● Problem statement: The entries that follow must be given again exactly, with no pictures kept.
Segment Start: Dataset records
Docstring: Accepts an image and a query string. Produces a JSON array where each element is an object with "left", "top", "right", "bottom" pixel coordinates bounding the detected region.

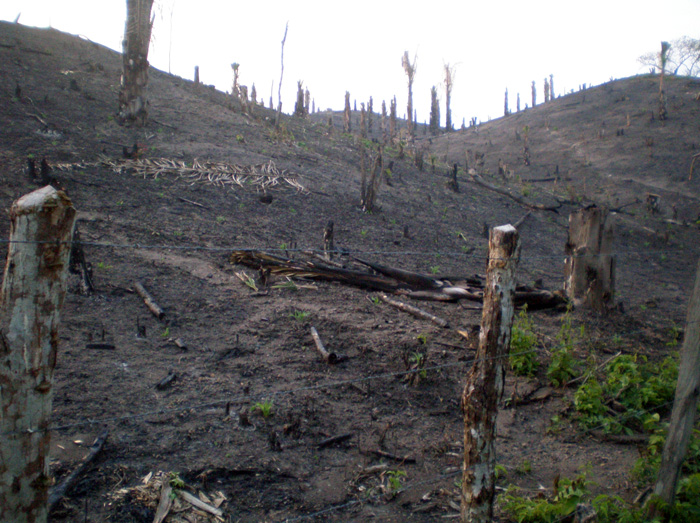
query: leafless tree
[
  {"left": 444, "top": 63, "right": 456, "bottom": 131},
  {"left": 429, "top": 86, "right": 440, "bottom": 135},
  {"left": 401, "top": 51, "right": 417, "bottom": 139}
]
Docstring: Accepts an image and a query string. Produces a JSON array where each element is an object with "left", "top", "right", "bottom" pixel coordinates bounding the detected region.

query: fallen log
[
  {"left": 230, "top": 251, "right": 568, "bottom": 310},
  {"left": 469, "top": 173, "right": 562, "bottom": 213},
  {"left": 48, "top": 431, "right": 108, "bottom": 512}
]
Segment End: Dataset records
● Written solution:
Docstring: Accepts an image and a query string. Produces a JSON array where each element is an object with "left", "top", "right", "bottom" pixel coordinates bounding the detected region.

query: leafless tree
[
  {"left": 444, "top": 63, "right": 456, "bottom": 131},
  {"left": 429, "top": 86, "right": 440, "bottom": 135},
  {"left": 401, "top": 51, "right": 417, "bottom": 139}
]
Docstring: Accepts an image and a query string. Produces a JSON array where each element is an object with "left", "top", "right", "bottom" pixel coordinates bounding the detected region.

query: fallen log
[
  {"left": 230, "top": 251, "right": 568, "bottom": 310},
  {"left": 469, "top": 173, "right": 562, "bottom": 213},
  {"left": 48, "top": 431, "right": 108, "bottom": 512}
]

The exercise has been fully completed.